Entradas de un conjunto de datos de anotación
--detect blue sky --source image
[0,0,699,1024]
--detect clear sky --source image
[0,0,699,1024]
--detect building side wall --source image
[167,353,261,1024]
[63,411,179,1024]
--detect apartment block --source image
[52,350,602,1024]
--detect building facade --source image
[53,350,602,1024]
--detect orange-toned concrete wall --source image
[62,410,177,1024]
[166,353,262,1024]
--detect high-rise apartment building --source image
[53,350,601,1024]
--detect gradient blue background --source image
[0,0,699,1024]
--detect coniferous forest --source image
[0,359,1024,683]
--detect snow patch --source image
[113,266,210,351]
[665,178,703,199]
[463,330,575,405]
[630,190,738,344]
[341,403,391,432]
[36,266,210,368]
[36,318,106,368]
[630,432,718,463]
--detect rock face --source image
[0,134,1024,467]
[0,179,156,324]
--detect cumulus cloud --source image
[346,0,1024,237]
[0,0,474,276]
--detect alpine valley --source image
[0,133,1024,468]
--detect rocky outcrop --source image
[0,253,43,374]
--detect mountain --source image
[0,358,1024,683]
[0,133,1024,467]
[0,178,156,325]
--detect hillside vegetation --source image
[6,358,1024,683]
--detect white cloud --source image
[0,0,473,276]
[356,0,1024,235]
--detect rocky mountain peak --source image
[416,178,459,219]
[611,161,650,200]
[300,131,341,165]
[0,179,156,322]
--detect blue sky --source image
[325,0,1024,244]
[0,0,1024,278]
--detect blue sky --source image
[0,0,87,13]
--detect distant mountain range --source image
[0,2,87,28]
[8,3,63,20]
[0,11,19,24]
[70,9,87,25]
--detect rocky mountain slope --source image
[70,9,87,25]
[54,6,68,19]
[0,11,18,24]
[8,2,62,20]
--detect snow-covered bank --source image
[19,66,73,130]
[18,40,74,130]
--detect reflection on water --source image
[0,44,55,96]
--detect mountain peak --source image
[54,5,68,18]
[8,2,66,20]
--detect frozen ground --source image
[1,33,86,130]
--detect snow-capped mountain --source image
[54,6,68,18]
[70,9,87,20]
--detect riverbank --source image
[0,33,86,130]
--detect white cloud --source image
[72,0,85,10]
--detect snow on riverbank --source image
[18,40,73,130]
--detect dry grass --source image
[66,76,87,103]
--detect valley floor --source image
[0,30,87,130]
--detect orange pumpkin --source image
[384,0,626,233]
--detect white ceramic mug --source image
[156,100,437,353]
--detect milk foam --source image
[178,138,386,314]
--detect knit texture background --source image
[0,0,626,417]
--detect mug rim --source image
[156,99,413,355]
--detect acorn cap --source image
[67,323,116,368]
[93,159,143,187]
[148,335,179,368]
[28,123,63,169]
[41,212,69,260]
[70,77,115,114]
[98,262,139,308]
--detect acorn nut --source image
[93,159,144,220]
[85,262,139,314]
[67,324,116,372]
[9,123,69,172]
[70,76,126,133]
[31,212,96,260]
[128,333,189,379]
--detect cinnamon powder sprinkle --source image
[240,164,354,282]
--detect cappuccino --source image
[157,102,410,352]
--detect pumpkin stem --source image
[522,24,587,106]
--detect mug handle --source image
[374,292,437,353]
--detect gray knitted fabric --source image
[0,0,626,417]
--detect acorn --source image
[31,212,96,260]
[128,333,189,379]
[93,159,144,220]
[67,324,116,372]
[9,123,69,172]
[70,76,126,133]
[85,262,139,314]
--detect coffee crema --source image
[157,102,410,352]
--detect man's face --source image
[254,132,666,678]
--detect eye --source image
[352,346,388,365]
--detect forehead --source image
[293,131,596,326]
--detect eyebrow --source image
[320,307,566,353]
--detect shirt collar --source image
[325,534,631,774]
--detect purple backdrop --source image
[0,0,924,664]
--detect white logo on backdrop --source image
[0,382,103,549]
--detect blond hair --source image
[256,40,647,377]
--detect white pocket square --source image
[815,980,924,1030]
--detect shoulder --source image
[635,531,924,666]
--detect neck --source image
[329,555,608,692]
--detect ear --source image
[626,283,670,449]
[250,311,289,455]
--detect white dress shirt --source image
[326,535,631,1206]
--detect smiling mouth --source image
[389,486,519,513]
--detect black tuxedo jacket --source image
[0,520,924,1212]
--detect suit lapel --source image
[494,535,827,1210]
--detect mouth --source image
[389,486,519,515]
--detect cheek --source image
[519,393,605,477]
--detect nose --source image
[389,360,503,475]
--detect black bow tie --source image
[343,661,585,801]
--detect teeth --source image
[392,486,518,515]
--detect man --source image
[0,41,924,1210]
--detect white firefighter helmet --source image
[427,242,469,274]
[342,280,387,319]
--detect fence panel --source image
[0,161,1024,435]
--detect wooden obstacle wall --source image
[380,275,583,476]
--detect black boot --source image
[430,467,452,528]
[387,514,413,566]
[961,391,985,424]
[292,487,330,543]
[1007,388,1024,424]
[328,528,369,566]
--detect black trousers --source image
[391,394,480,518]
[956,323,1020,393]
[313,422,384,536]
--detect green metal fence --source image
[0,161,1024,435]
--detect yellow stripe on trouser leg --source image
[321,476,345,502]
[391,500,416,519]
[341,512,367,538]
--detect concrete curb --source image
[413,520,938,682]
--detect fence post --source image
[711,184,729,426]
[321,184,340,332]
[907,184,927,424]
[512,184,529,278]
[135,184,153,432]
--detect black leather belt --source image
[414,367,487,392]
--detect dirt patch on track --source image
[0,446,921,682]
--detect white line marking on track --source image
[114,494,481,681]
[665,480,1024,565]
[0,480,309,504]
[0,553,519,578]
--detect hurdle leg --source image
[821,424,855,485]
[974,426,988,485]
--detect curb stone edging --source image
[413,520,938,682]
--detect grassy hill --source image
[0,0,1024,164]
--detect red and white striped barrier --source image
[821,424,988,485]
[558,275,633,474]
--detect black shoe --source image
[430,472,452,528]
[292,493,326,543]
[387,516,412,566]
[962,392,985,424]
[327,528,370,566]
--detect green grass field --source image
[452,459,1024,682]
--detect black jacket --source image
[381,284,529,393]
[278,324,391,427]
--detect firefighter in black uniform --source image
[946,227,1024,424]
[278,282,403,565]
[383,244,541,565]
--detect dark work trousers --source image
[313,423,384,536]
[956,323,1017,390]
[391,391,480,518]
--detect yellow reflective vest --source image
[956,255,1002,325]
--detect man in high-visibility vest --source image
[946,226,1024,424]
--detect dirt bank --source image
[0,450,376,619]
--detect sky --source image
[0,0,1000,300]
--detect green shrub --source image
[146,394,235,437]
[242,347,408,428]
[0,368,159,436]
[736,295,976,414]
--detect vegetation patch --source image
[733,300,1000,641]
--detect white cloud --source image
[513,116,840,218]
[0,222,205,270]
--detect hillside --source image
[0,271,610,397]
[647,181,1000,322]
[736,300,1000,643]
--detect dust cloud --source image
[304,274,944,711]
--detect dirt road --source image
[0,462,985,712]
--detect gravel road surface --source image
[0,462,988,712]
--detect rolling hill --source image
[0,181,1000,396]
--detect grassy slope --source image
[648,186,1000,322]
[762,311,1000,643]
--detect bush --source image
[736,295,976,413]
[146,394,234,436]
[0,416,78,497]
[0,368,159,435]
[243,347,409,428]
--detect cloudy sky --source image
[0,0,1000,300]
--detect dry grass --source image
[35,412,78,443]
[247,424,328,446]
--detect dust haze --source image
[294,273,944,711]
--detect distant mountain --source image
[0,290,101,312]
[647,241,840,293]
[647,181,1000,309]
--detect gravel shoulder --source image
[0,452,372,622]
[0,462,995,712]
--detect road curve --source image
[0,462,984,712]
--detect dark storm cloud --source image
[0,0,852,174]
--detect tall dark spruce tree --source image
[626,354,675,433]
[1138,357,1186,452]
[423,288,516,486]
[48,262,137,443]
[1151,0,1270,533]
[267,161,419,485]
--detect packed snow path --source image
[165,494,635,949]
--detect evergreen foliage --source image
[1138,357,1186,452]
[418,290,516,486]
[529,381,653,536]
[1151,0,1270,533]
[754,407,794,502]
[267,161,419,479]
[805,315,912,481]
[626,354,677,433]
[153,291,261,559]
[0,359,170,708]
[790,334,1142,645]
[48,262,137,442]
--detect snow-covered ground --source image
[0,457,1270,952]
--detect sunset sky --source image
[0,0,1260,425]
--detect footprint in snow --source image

Objetivo
Renombra "building" como "structure" en las entradas que van desde el comienzo hasta la línea que contiene "[0,0,474,276]", ambas incluidas. Reproduce esas líneas sin ningún otro cambio.

Respuesta del ejercicio
--detect blue sky --source image
[0,0,699,1024]
--detect clear sky --source image
[0,0,699,1024]
--detect structure side wall --source image
[167,353,261,1024]
[63,411,179,1024]
--detect apartment block --source image
[52,350,602,1024]
--detect structure facade --source image
[53,350,602,1024]
--detect orange-toned concrete wall --source image
[62,410,177,1024]
[166,353,262,1024]
--detect high-rise apartment structure --source image
[53,350,601,1024]
--detect gradient blue background --source image
[0,0,699,1024]
--detect coniferous forest --source image
[0,359,1024,683]
--detect snow patch --source image
[113,266,210,351]
[665,178,703,199]
[463,330,575,405]
[630,190,738,344]
[341,403,391,432]
[36,266,210,368]
[36,318,106,368]
[630,432,718,463]
--detect rock face --source image
[0,134,1024,467]
[0,179,156,324]
--detect cumulus cloud --source image
[346,0,1024,237]
[0,0,474,276]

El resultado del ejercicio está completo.